**Prompt:** Count the lines below that contain the string "fire", treating uppercase and lowercase as different, and give only the number.

**Provided material:**
^^^^
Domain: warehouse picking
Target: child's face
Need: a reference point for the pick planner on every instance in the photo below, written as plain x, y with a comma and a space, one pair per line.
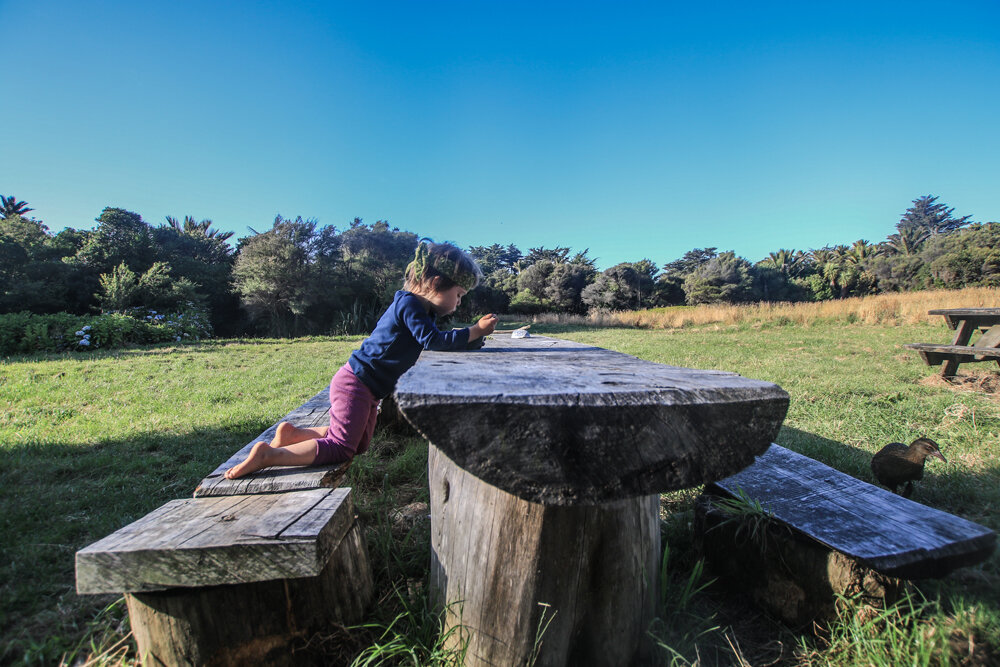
445, 303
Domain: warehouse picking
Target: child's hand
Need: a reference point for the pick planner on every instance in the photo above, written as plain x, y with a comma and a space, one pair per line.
484, 327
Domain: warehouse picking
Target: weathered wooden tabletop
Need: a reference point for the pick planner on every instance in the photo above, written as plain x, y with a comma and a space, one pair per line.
562, 423
965, 320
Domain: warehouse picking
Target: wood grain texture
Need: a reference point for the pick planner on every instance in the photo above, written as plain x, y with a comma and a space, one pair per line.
223, 540
314, 412
885, 532
260, 623
500, 563
562, 423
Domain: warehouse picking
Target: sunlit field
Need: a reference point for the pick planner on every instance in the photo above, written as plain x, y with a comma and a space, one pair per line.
89, 443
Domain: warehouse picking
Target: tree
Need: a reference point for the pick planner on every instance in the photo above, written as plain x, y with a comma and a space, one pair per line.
624, 286
9, 206
120, 237
860, 252
724, 278
199, 228
554, 255
692, 259
933, 218
272, 273
906, 241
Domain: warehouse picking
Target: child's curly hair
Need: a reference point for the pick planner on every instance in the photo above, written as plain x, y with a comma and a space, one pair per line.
439, 267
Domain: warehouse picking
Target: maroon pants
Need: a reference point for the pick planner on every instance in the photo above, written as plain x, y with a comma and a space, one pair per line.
353, 410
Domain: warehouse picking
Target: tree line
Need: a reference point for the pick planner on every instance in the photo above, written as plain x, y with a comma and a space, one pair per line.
300, 278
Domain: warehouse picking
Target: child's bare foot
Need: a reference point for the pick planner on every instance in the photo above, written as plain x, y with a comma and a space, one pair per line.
283, 435
259, 458
289, 434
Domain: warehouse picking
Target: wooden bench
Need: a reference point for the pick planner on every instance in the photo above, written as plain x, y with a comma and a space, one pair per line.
243, 571
546, 462
828, 534
965, 322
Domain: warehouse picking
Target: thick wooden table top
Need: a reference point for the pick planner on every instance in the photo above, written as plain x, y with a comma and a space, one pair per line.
562, 423
220, 540
983, 317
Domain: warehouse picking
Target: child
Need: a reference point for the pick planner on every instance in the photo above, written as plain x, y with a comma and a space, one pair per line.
436, 280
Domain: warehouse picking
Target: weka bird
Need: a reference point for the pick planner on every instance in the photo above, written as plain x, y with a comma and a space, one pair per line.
896, 463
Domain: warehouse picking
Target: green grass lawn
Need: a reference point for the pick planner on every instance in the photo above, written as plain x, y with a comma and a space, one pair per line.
89, 443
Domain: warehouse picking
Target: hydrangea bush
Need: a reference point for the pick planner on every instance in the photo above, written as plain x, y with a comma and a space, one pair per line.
25, 333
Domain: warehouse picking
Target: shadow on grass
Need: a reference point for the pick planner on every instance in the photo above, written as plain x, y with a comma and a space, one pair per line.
56, 498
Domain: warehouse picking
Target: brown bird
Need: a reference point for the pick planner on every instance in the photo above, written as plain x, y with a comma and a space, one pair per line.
896, 463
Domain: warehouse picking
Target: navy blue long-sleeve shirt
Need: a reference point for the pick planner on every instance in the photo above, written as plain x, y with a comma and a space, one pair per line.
402, 333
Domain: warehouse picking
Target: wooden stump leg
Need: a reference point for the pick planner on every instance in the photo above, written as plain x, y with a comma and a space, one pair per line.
508, 569
253, 623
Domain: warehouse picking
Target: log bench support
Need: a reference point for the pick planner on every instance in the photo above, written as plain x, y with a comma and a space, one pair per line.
234, 580
826, 535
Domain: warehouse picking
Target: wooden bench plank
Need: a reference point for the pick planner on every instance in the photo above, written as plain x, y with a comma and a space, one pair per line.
886, 532
314, 412
965, 353
222, 540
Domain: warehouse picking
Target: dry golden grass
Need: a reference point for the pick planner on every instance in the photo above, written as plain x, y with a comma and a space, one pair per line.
888, 309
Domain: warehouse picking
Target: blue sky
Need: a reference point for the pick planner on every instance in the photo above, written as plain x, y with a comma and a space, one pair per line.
635, 129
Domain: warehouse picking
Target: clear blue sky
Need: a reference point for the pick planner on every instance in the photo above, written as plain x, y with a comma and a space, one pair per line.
635, 129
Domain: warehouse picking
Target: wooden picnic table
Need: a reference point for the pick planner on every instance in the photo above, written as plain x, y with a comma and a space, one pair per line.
546, 461
965, 322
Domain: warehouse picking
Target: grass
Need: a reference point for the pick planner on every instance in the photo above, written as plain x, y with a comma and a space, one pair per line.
91, 443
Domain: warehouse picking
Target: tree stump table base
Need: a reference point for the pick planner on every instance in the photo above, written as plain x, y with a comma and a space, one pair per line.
525, 583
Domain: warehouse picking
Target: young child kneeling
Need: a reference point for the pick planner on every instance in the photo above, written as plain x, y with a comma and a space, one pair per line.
436, 280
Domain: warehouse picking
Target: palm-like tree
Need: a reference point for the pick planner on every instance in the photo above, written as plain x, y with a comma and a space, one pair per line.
9, 206
202, 228
786, 262
860, 251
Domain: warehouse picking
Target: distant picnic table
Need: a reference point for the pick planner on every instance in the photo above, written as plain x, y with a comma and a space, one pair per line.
965, 322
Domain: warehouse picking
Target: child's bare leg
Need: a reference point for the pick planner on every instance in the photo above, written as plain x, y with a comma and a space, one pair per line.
287, 434
263, 455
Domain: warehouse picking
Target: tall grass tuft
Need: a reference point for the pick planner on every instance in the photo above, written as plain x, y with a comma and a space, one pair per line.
915, 631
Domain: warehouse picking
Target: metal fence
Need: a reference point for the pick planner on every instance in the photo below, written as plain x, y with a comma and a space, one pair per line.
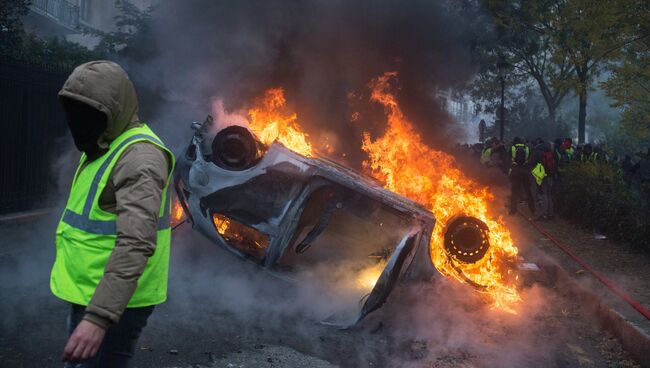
62, 11
32, 124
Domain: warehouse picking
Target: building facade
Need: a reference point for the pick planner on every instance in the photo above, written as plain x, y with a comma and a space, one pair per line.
69, 18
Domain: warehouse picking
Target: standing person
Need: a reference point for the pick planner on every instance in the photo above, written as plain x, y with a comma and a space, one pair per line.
544, 172
520, 176
568, 148
112, 242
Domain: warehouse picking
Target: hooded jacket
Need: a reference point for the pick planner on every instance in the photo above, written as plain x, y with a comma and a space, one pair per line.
134, 188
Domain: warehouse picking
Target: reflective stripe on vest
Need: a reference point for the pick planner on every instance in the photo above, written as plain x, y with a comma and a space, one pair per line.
513, 151
539, 173
486, 155
86, 234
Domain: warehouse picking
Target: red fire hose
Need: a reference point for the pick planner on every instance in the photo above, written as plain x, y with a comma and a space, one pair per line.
602, 278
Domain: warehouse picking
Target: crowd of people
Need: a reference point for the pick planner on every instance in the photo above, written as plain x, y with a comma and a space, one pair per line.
534, 167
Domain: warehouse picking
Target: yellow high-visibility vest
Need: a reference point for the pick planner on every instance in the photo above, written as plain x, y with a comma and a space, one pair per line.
539, 173
86, 234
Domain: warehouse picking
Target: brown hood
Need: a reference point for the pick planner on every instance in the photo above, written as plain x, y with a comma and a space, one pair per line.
105, 86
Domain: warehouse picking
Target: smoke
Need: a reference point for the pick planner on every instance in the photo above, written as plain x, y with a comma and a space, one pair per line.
318, 51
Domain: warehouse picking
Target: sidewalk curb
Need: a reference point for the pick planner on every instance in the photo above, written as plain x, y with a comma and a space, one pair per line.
631, 337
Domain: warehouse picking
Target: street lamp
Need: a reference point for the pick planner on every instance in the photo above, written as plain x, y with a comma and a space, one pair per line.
502, 71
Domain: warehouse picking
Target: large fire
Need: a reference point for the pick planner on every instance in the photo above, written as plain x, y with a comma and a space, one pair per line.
270, 122
407, 166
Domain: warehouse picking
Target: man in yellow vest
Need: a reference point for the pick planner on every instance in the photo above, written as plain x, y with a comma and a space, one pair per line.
112, 242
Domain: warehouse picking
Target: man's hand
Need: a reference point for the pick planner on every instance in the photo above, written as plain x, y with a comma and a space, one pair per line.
83, 343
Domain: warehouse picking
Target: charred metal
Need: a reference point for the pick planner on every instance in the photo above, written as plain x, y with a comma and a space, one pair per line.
286, 212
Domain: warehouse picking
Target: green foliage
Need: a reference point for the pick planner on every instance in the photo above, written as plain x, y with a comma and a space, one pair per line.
521, 39
133, 38
11, 26
629, 84
19, 46
595, 196
63, 54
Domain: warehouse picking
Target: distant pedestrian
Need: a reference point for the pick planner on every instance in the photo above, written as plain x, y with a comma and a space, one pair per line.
520, 176
544, 172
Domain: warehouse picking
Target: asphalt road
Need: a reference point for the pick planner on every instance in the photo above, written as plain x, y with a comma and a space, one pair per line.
223, 312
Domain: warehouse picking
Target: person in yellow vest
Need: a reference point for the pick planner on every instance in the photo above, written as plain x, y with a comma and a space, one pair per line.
113, 238
486, 153
519, 174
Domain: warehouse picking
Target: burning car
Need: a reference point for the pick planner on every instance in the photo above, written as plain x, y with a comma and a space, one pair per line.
287, 213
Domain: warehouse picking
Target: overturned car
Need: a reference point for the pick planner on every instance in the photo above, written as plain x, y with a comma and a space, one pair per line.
290, 214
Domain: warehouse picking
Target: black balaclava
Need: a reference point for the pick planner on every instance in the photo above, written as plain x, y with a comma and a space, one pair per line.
86, 125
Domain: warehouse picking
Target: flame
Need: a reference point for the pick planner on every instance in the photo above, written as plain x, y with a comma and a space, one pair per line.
408, 167
240, 236
270, 122
177, 212
368, 277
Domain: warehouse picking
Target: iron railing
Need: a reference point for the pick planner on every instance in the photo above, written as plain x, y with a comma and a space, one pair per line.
62, 11
32, 123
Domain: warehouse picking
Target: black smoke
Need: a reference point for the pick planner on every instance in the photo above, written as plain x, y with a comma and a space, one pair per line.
318, 51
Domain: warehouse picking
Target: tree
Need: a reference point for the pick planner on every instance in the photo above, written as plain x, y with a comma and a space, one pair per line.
521, 40
629, 84
132, 38
589, 36
11, 26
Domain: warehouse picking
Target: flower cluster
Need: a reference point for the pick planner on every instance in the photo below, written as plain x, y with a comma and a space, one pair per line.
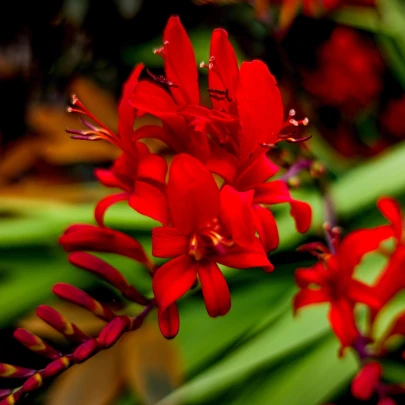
211, 201
333, 280
203, 224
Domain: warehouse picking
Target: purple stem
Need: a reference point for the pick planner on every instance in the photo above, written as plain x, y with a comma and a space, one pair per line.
295, 169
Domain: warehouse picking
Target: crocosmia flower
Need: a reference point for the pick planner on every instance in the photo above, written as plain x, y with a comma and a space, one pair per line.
207, 226
332, 281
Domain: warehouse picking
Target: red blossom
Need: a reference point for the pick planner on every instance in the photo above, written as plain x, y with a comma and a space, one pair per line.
332, 281
366, 380
392, 278
205, 230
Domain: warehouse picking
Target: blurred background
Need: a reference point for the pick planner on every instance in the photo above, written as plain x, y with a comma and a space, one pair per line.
341, 64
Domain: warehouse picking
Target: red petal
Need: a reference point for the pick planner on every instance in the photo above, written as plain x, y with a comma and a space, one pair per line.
392, 279
342, 320
392, 211
125, 110
266, 227
237, 215
192, 193
103, 205
273, 192
180, 63
360, 292
98, 239
225, 72
107, 178
302, 214
173, 280
215, 289
152, 167
355, 245
168, 242
149, 200
309, 297
153, 99
260, 107
365, 382
244, 257
256, 173
169, 321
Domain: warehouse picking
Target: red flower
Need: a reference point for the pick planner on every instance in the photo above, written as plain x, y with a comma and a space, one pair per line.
366, 381
139, 173
392, 279
165, 96
208, 226
332, 281
349, 73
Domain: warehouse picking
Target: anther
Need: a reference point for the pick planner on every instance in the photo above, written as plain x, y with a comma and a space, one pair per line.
161, 79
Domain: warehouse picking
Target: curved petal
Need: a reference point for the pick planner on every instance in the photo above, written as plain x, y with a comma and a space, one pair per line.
180, 63
225, 72
260, 170
392, 211
392, 278
273, 192
150, 98
172, 280
243, 257
260, 107
100, 239
360, 292
266, 227
302, 214
215, 289
152, 167
103, 205
192, 194
169, 321
355, 245
304, 277
309, 297
168, 242
237, 215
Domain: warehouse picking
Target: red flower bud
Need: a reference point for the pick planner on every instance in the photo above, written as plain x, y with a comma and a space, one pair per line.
102, 269
57, 366
33, 382
36, 344
86, 350
61, 324
82, 299
113, 331
9, 371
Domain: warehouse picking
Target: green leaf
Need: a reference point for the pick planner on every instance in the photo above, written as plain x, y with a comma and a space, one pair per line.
285, 336
311, 379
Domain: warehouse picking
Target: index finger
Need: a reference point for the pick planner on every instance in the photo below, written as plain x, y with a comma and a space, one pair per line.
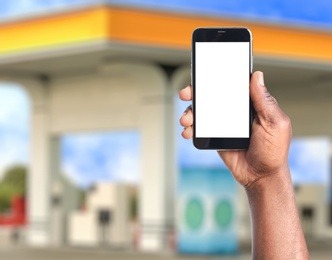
186, 93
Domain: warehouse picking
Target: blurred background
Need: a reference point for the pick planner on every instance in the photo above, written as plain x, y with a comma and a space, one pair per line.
91, 159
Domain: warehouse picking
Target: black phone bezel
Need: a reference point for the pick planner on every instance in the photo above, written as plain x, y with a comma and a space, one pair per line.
221, 34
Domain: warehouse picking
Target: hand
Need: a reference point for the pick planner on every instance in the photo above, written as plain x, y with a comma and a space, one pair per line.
267, 154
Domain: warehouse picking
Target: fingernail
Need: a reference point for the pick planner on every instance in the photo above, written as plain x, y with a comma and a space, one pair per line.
261, 78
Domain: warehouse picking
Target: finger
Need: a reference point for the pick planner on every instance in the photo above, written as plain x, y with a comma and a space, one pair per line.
187, 132
265, 104
186, 93
187, 117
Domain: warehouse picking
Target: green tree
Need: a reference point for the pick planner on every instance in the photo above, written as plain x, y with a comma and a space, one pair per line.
12, 184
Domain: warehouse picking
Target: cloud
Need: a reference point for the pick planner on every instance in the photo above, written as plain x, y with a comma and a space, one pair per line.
94, 157
309, 160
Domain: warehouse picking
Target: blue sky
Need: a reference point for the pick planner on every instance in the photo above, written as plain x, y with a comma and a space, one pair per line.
299, 12
90, 157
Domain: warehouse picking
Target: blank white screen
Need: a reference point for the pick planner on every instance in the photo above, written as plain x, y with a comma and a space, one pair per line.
222, 89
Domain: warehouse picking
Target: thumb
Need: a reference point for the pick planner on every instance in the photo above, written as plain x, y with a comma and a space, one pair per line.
265, 105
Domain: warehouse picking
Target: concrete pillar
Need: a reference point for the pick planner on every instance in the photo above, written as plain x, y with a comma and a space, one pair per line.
157, 188
38, 179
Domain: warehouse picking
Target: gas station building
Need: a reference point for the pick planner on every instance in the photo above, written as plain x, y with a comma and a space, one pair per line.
104, 68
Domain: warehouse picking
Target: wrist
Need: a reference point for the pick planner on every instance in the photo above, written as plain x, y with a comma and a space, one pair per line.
274, 183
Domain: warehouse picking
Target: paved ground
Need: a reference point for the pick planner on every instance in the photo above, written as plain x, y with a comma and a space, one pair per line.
318, 252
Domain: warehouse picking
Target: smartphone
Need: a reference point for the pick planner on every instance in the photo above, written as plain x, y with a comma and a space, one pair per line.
221, 71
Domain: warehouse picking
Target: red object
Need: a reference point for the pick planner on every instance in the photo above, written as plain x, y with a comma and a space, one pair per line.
17, 217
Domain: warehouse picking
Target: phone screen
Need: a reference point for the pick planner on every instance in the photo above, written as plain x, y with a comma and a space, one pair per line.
222, 89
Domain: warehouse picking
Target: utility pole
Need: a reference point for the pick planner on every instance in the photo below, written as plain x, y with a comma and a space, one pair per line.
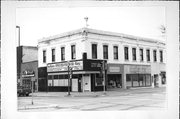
86, 19
68, 80
69, 77
104, 80
18, 35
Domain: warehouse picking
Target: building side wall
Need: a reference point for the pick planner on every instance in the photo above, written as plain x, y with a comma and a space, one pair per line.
121, 43
57, 44
29, 54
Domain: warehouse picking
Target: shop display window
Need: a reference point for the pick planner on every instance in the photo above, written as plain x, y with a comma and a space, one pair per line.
99, 80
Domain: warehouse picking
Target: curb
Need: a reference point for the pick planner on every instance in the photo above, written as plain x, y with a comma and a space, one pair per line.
37, 107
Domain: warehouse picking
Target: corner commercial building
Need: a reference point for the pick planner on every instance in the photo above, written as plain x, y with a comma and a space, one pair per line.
130, 61
27, 61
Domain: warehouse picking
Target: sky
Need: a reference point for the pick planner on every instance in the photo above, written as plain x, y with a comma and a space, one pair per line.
36, 23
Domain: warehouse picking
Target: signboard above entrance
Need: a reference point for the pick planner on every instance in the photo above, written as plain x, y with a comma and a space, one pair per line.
63, 66
28, 73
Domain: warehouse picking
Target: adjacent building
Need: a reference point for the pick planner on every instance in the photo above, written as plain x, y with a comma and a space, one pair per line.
97, 57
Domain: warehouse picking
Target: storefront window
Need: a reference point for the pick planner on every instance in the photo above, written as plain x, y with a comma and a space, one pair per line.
138, 80
128, 81
49, 82
105, 51
57, 80
148, 80
99, 80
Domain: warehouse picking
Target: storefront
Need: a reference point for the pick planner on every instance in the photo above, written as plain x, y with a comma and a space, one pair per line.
114, 76
137, 75
86, 76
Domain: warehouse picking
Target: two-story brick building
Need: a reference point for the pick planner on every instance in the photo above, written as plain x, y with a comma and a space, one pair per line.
27, 60
130, 61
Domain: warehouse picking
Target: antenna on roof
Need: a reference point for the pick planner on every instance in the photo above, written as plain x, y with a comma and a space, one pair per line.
86, 19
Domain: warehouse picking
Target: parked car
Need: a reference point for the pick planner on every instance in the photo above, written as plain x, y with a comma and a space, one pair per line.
23, 91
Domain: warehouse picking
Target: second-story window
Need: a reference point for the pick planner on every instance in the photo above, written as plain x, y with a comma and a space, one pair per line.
94, 51
154, 55
161, 56
105, 51
134, 54
141, 54
73, 52
115, 52
148, 55
53, 55
44, 56
62, 53
126, 54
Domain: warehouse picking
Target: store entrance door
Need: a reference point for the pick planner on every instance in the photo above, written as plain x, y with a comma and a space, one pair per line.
74, 84
86, 83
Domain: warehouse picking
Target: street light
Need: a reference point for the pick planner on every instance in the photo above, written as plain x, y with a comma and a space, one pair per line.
69, 77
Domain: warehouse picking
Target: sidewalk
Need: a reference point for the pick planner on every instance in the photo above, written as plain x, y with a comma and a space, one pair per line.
113, 92
110, 92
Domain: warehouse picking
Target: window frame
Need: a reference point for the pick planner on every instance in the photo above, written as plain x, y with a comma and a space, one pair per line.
44, 56
134, 58
155, 55
148, 55
141, 54
94, 50
73, 51
53, 54
161, 55
105, 51
126, 54
115, 52
63, 53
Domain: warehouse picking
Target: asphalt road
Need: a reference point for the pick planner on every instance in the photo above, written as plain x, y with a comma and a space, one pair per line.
132, 99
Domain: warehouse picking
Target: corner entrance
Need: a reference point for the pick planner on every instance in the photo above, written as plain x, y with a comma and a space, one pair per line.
86, 83
114, 81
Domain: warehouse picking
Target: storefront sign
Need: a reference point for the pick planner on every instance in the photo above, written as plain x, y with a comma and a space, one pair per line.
63, 66
139, 69
28, 73
114, 69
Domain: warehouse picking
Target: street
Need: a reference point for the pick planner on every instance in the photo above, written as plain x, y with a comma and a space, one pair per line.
131, 99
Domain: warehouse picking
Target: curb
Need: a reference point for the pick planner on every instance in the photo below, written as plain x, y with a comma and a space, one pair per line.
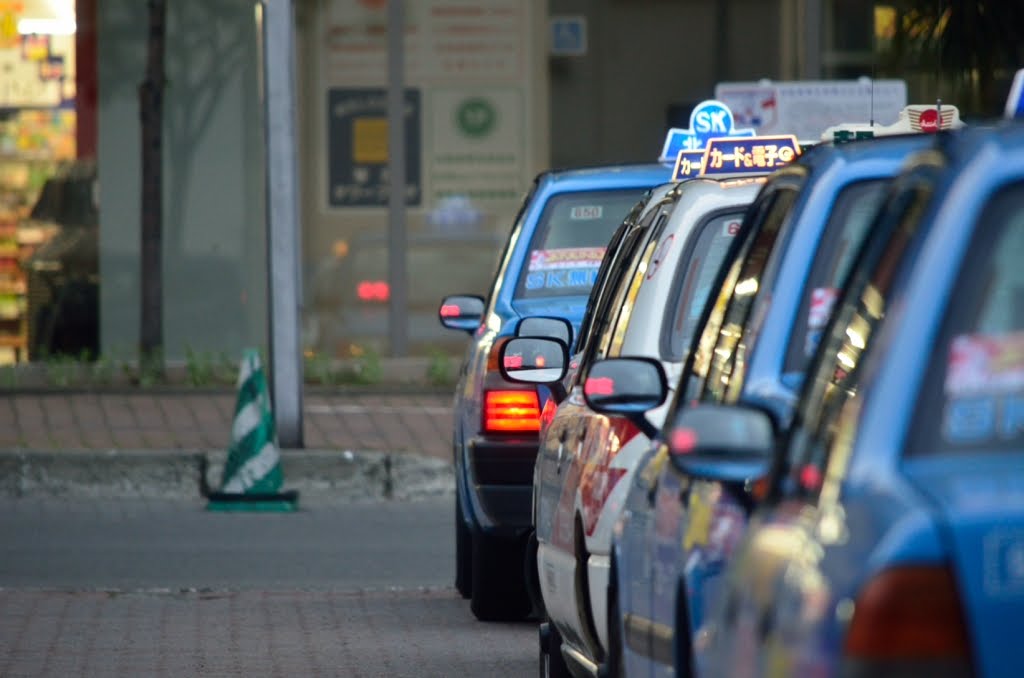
325, 474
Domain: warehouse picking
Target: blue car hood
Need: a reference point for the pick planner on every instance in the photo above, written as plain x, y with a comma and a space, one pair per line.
571, 308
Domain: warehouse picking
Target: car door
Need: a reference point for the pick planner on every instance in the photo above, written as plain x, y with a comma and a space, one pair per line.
684, 508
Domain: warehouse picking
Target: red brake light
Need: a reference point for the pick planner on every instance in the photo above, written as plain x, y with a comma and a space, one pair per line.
599, 386
511, 412
377, 291
908, 612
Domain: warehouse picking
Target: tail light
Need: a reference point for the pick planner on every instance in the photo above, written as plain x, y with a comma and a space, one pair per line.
511, 412
906, 613
508, 408
373, 291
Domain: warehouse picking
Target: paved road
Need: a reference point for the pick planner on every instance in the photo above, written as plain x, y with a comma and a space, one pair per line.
137, 587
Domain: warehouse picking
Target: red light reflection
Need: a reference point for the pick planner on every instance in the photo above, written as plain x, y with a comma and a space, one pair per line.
599, 386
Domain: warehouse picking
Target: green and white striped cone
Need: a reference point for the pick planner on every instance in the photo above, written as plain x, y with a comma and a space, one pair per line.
^^^^
**The answer:** 2